At 50 Holyoke Street, the residents are painting the kitchen, repairing chairs, and dreaming plans for a rose garden and a spiderlike ham radio antenna. After a year as acting co-masters, William and Mary Lee Bossert are still moving in, physically and psychologically, to the permanent mastership of Lowell House.
The Bosserts have a hard act to follow--the "traditional" mastership of Zeph Stewart. Presiding over High Tables in Lowell for 12 years, Stewart instituted many of the House's idiosyncratic traditions and threw himself into most aspects of House life, from administrative snafus and individual rooming problems to writing recommendations for Lowell House alumni.
The new co-masters have eased comfortably into the vacancy stamped by Stewart. While maintaining traditions such as High Table and Thursday teas, they are handling firmly-ingrained practices with an untraditional style. (Bossert: "Lowell House students made keeping the traditions a condition for the new masters. Students are terribly conservative about traditions.")
"They (the Stewarts) were formal and we are informal, which leads to a major difference in House social functions," William Bossert says. "I couldn't get dressed up for our Tuesday-night parties and 'receive' as the Stewarts did."
"I never had time to think about following the Stewarts," adds Mary Lee Bossert, whose elaborate cakes, pastries and other culinary artwork are Tuesday-night attractions. "We kept the traditions but I didn't worry about whether we did things like the Stewarts."
Those well-attended weekly parties have been the Bosserts' major setting for getting to know students, and the co-masters feel satisfied with their efforts in that direction. However, they plan to cut back the number of fests this year. "There were two problems: we got tired and were going broke," William Bossert says.
The Bosserts feel they have done as much as possible to get to know Lowell House students, but they recognize other differences in style between the Stewarts and themselves which perhaps make them less accessible or at least less visible to students. "Zeph went out into the House more," Bossert says. "We haven't gone out of our way to find problems in the House, but most students know we're here and available."
"We're not as good as the Stewarts were about eating in the dining hall," Mary Lee Bossert adds. The Bossert family, which includes two children (ages 12 and 14), rarely eats dinner with Lowell House, but Mary Bossert explains that by her children's reluctance to venture into the dining room.
The Bosserts can claim a long affiliation with Harvard. While originally midwesterners (he, Missouri and she, Oklahoma), they both came east to school--she jumped from art history to biology at Wellesley while he studied physics and lived, appropriately in Lowell House. William Bossert received his Ph. D. from Harvard, was a junior fellow in the Society of Fellows, joined the faculty in 1963 and holds joint appointments in Biology and Applied Mathematics, where he is Gordon McKay Professor of Applied Math. Mary Lee Bossert worked in the surgical research labs at Mass General Hospital for several years, but now the family and Lowell House fill her time.
Bossert says he accepted the mastership because "if you're serious about undergraduate education, this is where the action is. I didn't have any great misconceptions when I accepted the mastership. The position of master has certainly changed since I was a student here. It is less grand, involving less ceremony and more work--which is perfectly all right."

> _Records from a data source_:
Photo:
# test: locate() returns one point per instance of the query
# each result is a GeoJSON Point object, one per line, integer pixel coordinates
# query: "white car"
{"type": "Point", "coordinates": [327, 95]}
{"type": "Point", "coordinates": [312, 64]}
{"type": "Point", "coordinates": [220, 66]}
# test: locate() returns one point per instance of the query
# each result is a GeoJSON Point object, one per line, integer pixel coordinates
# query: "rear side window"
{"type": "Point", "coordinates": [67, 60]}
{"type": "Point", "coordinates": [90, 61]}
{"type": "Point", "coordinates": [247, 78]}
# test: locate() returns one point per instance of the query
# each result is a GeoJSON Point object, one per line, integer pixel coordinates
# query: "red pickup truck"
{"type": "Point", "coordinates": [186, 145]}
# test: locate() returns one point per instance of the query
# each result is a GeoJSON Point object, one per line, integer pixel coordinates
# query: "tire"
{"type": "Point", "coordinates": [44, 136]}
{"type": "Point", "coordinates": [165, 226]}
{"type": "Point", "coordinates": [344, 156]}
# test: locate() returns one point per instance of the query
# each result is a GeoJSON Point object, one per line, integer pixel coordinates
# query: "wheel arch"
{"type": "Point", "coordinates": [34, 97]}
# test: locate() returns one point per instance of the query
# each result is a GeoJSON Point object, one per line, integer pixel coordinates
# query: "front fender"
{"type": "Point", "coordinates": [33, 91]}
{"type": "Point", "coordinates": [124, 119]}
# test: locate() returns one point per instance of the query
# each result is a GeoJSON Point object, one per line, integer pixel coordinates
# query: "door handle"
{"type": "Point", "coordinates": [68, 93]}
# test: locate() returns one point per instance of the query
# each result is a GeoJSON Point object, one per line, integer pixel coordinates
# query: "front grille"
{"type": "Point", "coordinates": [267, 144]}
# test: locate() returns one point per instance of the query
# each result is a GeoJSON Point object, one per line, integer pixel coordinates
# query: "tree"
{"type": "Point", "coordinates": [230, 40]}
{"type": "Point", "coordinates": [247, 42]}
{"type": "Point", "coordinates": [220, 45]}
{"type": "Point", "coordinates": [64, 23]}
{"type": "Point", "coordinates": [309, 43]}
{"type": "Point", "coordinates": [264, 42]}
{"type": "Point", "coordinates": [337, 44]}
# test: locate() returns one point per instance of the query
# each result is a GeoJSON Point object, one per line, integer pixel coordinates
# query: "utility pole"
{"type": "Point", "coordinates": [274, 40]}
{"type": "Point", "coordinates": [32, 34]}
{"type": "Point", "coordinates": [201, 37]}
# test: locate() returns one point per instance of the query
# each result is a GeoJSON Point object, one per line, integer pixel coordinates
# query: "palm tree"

> _APPLY WHAT YOU READ_:
1 – Please copy the part of the Lowell House article starting with "The Bosserts have" and going on through "Lowell House alumni.".
2 – Decide whether each statement agrees with the Lowell House article, answering yes or no and quoting the deciding words: (a) Zeph Stewart presided over High Tables in Lowell for 12 years. (b) The Bosserts plan to hold more weekly parties this year. (c) William Bossert lived in Lowell House as a student.
The records are a separate body of material from the Lowell House article.

> _RESPONSES PER TASK_:
1 –
The Bosserts have a hard act to follow--the "traditional" mastership of Zeph Stewart. Presiding over High Tables in Lowell for 12 years, Stewart instituted many of the House's idiosyncratic traditions and threw himself into most aspects of House life, from administrative snafus and individual rooming problems to writing recommendations for Lowell House alumni.

2 –
(a) Yes: "Presiding over High Tables in Lowell for 12 years"
(b) No: "they plan to cut back the number of fests this year"
(c) Yes: "he studied physics and lived, appropriately in Lowell House"